ある日,Aは特に思い当たる原因がなく発熱し,体調を崩した.経口摂取が低下し,ぐったりして,数日後にはふらついて歩行もできなくなった.さらには傾眠傾向が出現したため,近くの病院に緊急入院した.検査の結果,腎盂腎炎および敗血症状態にあることが判明した.当初の抗生物質治療への反応が悪く,意識障害が悪化し循環動態が不安定になったため,集中治療室での1カ月にわたる治療が行われた.経口摂取ができないため,経鼻チューブによる水分・栄養補給が行われていた.その後,感染症はコントロールされたが,集中治療中に両大脳半球に深刻な多発性脳梗塞を起こして,寝たきり状態になってしまった.
経口摂取ができないため,一般病棟に移ってから胃瘻が造設された.このときには胃瘻中止については話し合わなかった.Aは発語なく,コミュニケーションはほとんどとれず全介助状態で,意識状態の改善なく半年以上が過ぎた.開眼し覚醒睡眠周期はあるものの,家族やケア担当者を含め,外界にほとんど反応しなかった.しかし,まれに動くものを追視することや視覚固定があった.発声はあるが,家族が理解できる発語はないと思われた.他者の指示に従った行動や合目的な動きはほとんどなかったが,まれに質問に反応することがあった.この半年間,意識状態を含めたAの状態に改善の兆しはなかった.

解くべき問題:
1 – Aの病状経過を述べた文章のうち、「ある日,Aは特に思い当たる原」から「たきり状態になってしまった.」までを、両端も含めてそのまま書き写してもらえますか。
2 – Aの病状経過を述べた文章を、最後の文の後から書き進めてもらえますか。

[写真に基づく参照表現データ]
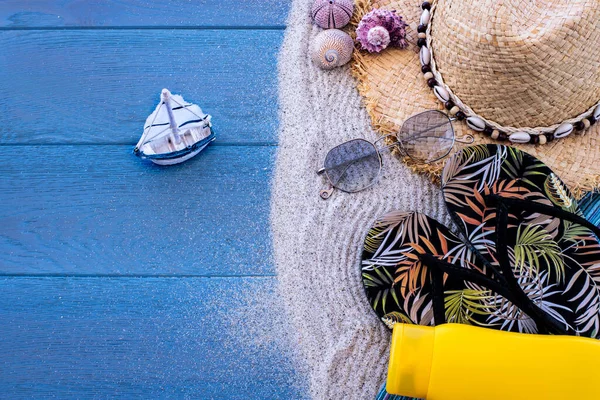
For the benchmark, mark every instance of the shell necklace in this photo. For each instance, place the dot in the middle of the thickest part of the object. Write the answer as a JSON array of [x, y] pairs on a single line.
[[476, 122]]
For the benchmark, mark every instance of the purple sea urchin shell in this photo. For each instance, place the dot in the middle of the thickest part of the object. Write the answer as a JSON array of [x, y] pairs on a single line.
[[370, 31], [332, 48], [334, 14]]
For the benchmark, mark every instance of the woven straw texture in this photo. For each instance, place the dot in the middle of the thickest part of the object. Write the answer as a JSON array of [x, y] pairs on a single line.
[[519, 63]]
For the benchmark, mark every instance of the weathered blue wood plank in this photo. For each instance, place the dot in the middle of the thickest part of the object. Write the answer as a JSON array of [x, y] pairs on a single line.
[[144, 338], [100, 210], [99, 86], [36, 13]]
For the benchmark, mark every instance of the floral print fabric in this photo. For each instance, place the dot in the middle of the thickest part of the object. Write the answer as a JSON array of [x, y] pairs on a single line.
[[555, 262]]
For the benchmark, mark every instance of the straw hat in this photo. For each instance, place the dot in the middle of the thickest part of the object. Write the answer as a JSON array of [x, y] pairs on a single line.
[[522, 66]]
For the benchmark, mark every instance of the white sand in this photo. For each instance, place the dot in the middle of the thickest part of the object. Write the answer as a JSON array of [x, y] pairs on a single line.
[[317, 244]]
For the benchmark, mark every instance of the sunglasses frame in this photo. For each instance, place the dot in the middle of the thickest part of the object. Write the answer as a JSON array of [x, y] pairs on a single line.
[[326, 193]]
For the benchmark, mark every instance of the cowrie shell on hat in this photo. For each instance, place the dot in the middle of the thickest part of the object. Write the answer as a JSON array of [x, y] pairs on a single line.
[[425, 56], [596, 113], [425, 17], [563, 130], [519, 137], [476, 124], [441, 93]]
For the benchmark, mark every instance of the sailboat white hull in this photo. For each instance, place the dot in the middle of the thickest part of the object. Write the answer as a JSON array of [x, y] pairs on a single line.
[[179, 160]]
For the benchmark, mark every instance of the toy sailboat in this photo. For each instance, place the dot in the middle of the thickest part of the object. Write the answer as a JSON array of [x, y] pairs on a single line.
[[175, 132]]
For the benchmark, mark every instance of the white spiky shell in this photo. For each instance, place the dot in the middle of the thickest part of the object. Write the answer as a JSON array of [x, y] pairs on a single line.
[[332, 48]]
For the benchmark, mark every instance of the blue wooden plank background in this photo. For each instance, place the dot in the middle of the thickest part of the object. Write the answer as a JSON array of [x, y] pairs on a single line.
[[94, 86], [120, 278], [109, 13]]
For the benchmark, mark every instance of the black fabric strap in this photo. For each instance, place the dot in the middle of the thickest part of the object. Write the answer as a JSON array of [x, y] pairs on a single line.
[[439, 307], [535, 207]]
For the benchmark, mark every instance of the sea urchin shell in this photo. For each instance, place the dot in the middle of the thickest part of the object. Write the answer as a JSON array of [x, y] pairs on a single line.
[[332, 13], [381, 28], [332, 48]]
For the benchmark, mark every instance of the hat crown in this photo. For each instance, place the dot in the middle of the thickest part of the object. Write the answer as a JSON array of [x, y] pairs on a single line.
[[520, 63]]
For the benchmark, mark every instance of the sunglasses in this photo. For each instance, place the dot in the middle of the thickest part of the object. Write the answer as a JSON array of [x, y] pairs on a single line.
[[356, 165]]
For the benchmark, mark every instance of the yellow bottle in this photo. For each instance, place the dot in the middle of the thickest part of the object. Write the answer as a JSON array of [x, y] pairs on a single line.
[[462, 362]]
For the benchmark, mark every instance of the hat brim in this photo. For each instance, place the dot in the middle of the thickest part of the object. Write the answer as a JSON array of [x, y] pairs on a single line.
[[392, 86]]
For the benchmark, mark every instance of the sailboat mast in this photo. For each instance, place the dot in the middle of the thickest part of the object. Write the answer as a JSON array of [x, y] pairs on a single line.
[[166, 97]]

練習問題の解答:
1 –
ある日,Aは特に思い当たる原因がなく発熱し,体調を崩した.経口摂取が低下し,ぐったりして,数日後にはふらついて歩行もできなくなった.さらには傾眠傾向が出現したため,近くの病院に緊急入院した.検査の結果,腎盂腎炎および敗血症状態にあることが判明した.当初の抗生物質治療への反応が悪く,意識障害が悪化し循環動態が不安定になったため,集中治療室での1カ月にわたる治療が行われた.経口摂取ができないため,経鼻チューブによる水分・栄養補給が行われていた.その後,感染症はコントロールされたが,集中治療中に両大脳半球に深刻な多発性脳梗塞を起こして,寝たきり状態になってしまった.

2 –
Aは事前指示を記載しておらず,意識障害に陥る前に表明された医療に対する希望を知る他の手がかりもなかった.アドバンス・ケア・プラニング(ACP)も行われていなかった.
ある日,Aの長男がふと思い出したように,「人工栄養というものは中止することができるのか」と担当医に尋ねた.最近,Aの親族のなかで,現在の胃瘻による人工栄養投与についていろいろな意見が出ているという.数人の親族は人工栄養投与に否定的態度である一方,他の親族たちは人工栄養継続に前向きだった.担当医から臨床倫理コンサルテーションチームに,「Aさんの家族にどのように回答したらよいか」と問い合わせがきた.同チームはどのように対応したらよいだろうか.